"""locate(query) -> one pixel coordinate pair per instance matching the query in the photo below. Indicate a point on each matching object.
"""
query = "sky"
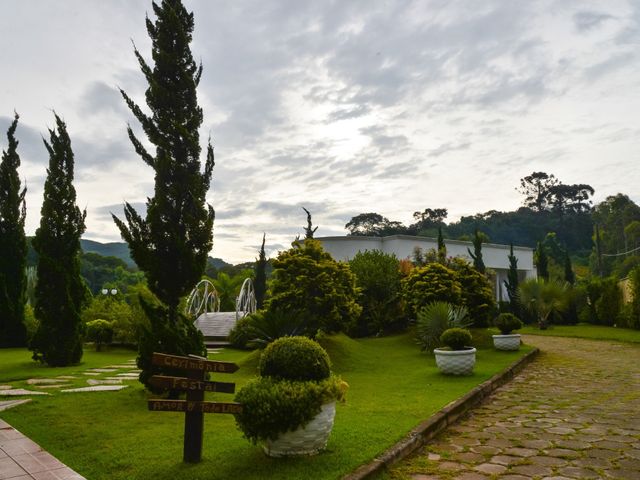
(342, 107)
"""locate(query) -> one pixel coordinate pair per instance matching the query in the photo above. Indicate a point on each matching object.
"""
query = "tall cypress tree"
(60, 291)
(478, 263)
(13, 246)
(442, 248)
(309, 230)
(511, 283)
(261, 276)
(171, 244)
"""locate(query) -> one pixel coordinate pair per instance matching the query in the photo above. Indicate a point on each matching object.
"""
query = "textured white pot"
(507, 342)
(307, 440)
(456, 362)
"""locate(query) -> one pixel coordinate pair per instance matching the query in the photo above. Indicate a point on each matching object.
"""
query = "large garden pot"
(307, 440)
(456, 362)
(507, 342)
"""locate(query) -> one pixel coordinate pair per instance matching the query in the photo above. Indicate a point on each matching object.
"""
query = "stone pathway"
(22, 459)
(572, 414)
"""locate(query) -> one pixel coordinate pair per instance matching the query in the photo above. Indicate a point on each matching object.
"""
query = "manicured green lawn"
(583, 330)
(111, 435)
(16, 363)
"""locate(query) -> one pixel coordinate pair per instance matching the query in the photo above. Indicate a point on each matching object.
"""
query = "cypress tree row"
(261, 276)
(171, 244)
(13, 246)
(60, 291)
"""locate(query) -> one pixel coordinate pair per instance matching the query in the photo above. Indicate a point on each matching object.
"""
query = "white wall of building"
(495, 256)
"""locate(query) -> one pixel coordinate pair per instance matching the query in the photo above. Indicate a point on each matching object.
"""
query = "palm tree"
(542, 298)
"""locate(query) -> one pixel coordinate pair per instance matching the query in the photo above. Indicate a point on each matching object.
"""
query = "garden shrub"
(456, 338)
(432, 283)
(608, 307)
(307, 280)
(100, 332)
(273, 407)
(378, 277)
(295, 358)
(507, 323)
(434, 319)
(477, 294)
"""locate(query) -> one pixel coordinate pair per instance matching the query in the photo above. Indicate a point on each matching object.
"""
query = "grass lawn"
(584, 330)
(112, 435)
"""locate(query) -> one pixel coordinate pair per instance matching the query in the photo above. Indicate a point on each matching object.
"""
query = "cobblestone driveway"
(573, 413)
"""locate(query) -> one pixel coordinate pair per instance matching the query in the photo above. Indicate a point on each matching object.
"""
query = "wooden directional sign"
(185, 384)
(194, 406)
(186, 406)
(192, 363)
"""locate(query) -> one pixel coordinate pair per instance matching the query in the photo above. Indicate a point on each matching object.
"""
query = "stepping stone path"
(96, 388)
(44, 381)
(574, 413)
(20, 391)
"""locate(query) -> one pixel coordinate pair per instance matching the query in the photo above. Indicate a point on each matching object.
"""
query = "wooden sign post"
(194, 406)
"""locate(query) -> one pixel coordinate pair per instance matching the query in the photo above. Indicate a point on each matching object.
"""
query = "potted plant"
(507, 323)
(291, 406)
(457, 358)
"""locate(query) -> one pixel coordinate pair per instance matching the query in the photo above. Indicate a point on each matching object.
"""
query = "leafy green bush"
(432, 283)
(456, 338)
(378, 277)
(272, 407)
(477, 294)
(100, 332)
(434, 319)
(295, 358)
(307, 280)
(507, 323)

______________________________

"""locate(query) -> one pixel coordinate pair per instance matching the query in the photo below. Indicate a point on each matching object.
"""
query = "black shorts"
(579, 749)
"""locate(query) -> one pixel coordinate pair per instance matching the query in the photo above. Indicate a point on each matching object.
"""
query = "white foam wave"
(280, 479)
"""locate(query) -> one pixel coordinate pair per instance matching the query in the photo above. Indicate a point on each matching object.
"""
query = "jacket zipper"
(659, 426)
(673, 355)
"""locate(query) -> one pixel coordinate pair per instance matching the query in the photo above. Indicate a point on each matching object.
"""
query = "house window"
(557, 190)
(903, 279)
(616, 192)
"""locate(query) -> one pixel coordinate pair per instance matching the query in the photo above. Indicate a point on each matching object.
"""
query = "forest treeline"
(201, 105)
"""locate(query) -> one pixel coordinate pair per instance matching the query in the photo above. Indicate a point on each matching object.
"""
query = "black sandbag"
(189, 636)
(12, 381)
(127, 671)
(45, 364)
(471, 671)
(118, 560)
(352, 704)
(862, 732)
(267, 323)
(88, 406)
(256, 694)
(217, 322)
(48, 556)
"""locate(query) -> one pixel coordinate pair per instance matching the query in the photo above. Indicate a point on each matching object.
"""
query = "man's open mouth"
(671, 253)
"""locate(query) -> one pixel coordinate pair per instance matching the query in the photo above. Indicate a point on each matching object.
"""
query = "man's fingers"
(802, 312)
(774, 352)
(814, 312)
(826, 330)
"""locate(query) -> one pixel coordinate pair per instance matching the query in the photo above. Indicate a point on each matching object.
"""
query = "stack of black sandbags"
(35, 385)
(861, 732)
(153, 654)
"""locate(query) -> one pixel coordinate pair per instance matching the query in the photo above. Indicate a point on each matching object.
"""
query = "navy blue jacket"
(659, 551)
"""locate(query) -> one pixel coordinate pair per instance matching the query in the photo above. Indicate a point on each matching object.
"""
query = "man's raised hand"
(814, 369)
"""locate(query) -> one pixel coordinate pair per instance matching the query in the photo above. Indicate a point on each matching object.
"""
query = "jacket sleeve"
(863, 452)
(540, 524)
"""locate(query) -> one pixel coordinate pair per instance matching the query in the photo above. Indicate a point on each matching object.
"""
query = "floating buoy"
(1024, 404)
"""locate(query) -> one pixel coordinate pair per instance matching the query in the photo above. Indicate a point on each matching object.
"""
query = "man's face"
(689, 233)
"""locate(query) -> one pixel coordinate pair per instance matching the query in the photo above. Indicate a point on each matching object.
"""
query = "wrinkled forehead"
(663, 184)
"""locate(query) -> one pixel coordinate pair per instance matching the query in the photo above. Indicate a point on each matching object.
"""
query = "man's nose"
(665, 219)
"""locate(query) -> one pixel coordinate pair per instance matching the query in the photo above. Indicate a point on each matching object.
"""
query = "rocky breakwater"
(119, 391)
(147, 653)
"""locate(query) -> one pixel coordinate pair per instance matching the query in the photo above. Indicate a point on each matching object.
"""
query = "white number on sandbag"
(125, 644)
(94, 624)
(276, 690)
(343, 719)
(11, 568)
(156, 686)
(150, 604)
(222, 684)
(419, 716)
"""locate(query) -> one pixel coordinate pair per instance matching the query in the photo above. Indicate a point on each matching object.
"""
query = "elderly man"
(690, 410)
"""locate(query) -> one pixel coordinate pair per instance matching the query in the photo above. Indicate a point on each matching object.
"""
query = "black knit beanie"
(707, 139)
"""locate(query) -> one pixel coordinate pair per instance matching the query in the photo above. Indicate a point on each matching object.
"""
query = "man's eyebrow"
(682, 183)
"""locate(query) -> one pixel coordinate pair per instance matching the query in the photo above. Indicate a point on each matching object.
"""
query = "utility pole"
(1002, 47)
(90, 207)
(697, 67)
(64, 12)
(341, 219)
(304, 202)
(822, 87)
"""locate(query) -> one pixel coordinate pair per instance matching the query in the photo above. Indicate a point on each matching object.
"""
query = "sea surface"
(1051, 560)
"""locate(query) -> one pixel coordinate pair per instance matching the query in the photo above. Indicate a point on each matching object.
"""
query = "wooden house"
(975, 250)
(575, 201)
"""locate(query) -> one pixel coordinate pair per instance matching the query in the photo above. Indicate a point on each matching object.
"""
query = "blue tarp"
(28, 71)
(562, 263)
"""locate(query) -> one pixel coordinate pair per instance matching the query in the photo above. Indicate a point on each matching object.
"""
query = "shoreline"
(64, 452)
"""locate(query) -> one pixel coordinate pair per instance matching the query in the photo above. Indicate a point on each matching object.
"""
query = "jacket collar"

______________________________

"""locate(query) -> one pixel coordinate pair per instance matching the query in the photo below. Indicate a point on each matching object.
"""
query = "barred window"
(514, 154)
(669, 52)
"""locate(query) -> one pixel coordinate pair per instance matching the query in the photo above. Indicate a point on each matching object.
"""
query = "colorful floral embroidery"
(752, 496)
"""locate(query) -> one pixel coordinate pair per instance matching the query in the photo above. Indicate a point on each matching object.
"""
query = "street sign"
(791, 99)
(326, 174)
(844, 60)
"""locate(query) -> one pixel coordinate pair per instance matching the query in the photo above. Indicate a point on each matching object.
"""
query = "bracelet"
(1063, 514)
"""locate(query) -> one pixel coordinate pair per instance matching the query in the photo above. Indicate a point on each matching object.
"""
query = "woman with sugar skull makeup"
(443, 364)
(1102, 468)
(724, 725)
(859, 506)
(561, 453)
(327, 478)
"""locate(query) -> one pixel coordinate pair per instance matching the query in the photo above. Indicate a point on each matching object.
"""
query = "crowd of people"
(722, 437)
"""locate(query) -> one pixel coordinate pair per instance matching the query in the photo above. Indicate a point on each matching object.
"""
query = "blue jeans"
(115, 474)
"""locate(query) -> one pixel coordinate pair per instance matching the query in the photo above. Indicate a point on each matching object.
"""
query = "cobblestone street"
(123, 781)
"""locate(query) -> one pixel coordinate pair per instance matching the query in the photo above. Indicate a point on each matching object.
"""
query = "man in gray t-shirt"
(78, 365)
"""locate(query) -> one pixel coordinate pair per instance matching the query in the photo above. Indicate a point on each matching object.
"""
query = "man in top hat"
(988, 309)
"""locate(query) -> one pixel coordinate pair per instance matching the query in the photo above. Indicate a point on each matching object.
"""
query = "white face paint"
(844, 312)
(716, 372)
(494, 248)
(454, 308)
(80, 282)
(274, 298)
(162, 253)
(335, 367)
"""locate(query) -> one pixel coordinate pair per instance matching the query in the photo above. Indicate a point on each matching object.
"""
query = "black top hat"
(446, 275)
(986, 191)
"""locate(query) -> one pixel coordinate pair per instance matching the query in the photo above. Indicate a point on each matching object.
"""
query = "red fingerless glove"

______________________________

→ TASK TO CARRY OUT:
Report every line of the data above that contains the string "window", copying each such line in full. Case counts, so include a line only when its letters match in both spelling and capitalization.

→ ANSWER:
query = "house window"
query = "barred window"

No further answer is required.